# MLRF: Lecture 05
# Agenda
1. Introduction
2. Image classification overview
3. Some classifiers - part 1
4. Classifier evaluation
# Summary of last lecture
Content-based image retrieval
- 2 strategies: keep all local descriptors for all images vs **1 descriptor per image**
- Bag of Visual Words pipeline
- Focus on encoding
Evaluation of image retrieval systems
- Precision
- Recall
- F-Measure
- mAP
Texture descriptors (on les a pas du tout vu)
- What is a texture ?
- Fast and classic approaches
- Descripteurs a l'ancienne
# Practice session 4: Take home messages
- Usually requires some **preprocessing** of the descriptors: centering, rotation/axes permutation, dimensionality reduction...
- Is based on a **quantization step** (assign descriptors to clusters)
- Is **just a histogram**, like the color histogram of sessino 2
- We can compute **more advanced statistics** to get better results (VLAD, FVs)
**Best practices:**
- Test arrays shapes and types as soon as possible
- Make a small change, test, fix, tes, validate, repeat
- Get a complete, basic pipeline ASAP and improve it until time is over
# Next practice session
Implement a simple **image classifier**:
**Will be graded**
## Steps
1. Load resources
2. Train a BoVW model
3. Split the dataset into training and validation sets
4. Compute the BoVW descriptor for each image
- We will make a small change here (sqrt + L2-norm)
6. Prepare training structures
7. Train a classifier and evaluate its performance
- Training and evaluating is easy with scikit learn
9. Display some results
10. Test on meme image
11. Compute the results on the test set and export them
# Image classification overview
## Instance recognition vs Class recognition
### Instance recognition
Re-recognize a known 2D or 3D rigid object, potentially being viewed from a novel viewpoint, against a cluttered background, and with partial occlusions
*Ex: practice session 3*
### Class recognition
Recognize any instance of a particular general class such as "cat", "car" or "bicycle"
Aka *category-level* or *generic* object recognition
More challenging
*This lecture and next practice session*
## Pipeline overview
## Our image classification pipeline
This is a **supervised** machine learning task
- We need a dataset with samples
- Images will be represented as BoVW vectors of fixed size ![](https://i.imgur.com/iGnNMb9.png)
- Targets will be encoded as integers ![](https://i.imgur.com/OV5hiUn.png)
- 0: Muffin
- 1: Chihuahua
This is a very usual data representation for a classification problem
Classifier inputs = "samples" with "features"
Classifier outputs = "labels"
Now we just need to select an appropriate method, prepare our data, run some training, test the results, adjust some parameters, compare approaches, display results, ...
# Data preparation
## NumPy formatting
## Training/validation/test separation
- **You cannot estimate the generalization performance of your predictor/estimator/classifier on its training set**
- You need to keep some samples aside for later evaluation
## Other "funny" things to do IRL
- Collect data
- Clean data
- Check data
- Clean again
- Annotate
- Check
- Compute/convert/scale features
## Feature selection
Consists in dropping some data columns
Can help later stages:
- Less data to process
- Better properties (like decorrelated features, etc.)
Which columns ?

- - - - -

Directive A: Rewrite the records from the line containing "Would you be able to pin the cut" through the end of the records, inclusive, switching "loaf" to "cake" and changing nothing else. Leave the pictures out of your answer.
The records that follow have no connection to the lecture notes.

Records for this task:
- - - - -

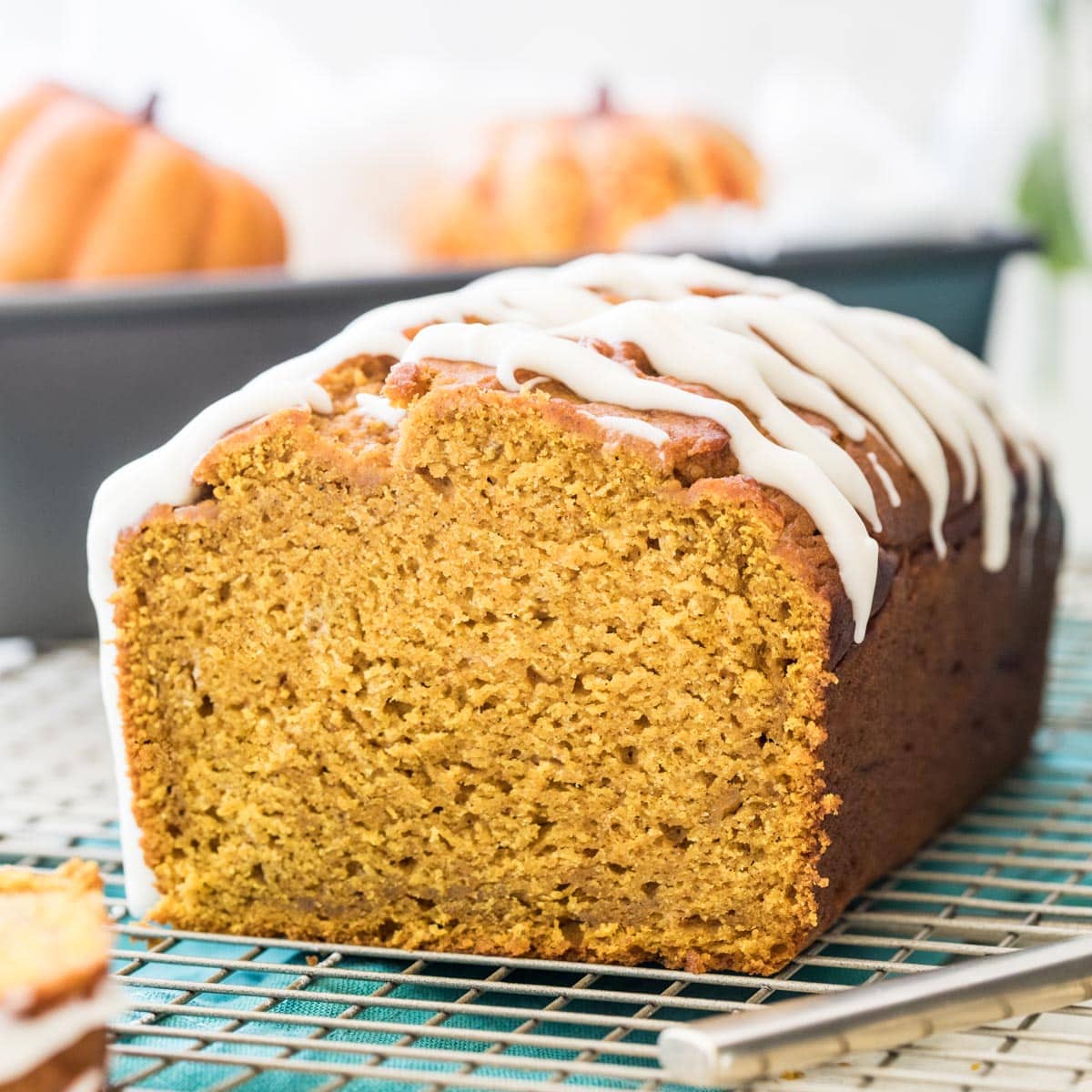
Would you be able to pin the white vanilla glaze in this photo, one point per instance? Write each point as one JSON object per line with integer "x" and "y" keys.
{"x": 376, "y": 405}
{"x": 27, "y": 1041}
{"x": 763, "y": 345}
{"x": 509, "y": 349}
{"x": 885, "y": 480}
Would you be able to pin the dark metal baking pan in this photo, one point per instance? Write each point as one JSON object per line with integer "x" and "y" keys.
{"x": 91, "y": 379}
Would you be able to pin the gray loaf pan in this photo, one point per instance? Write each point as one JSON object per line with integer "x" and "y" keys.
{"x": 93, "y": 378}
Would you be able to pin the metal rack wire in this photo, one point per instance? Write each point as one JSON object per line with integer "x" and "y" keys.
{"x": 213, "y": 1014}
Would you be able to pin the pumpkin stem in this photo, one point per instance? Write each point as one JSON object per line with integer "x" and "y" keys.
{"x": 146, "y": 116}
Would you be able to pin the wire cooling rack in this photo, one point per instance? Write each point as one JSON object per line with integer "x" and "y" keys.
{"x": 211, "y": 1014}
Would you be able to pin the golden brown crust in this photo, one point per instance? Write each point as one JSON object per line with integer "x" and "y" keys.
{"x": 348, "y": 469}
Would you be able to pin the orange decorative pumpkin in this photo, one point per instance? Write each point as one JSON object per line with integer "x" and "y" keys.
{"x": 551, "y": 188}
{"x": 86, "y": 194}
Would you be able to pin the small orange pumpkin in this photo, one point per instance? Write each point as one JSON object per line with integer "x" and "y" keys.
{"x": 86, "y": 194}
{"x": 551, "y": 188}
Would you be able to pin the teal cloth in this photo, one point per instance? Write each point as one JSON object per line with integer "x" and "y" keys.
{"x": 1062, "y": 762}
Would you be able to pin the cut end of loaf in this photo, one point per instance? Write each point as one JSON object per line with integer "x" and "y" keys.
{"x": 495, "y": 687}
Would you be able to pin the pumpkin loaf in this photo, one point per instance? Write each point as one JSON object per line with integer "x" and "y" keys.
{"x": 55, "y": 1000}
{"x": 633, "y": 611}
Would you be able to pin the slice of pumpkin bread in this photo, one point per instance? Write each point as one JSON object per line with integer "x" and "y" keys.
{"x": 495, "y": 666}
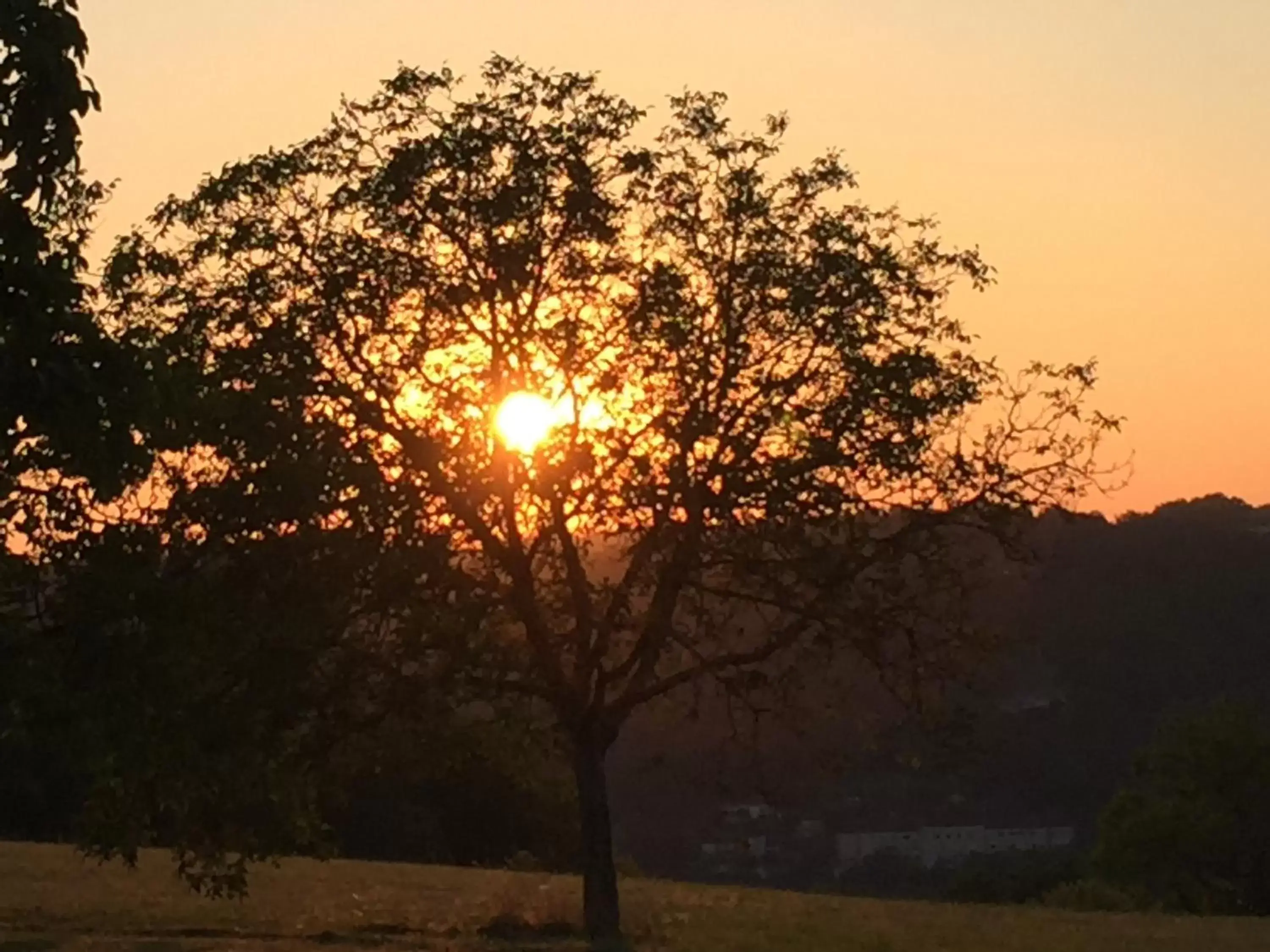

- - - - -

Directive B: Echo the lecture notes word for word between "- Targets will" and "display results, ...", inclusive.

Complete response A:
Would you be able to pin the cut end of cake in this photo, one point per instance? Write each point as one JSON object per line with integer "x" and "y" keys.
{"x": 495, "y": 687}
Would you be able to pin the pumpkin cake in this photo, one point per instance? Write each point as one JSON object per line with integer "x" and "y" keys.
{"x": 55, "y": 1000}
{"x": 633, "y": 611}
Would you be able to pin the slice of pumpkin bread in this photo, one point per instance? Write each point as one JSON object per line with integer "x" and "y" keys.
{"x": 495, "y": 666}

Complete response B:
- Targets will be encoded as integers ![](https://i.imgur.com/OV5hiUn.png)
- 0: Muffin
- 1: Chihuahua
This is a very usual data representation for a classification problem
Classifier inputs = "samples" with "features"
Classifier outputs = "labels"
Now we just need to select an appropriate method, prepare our data, run some training, test the results, adjust some parameters, compare approaches, display results, ...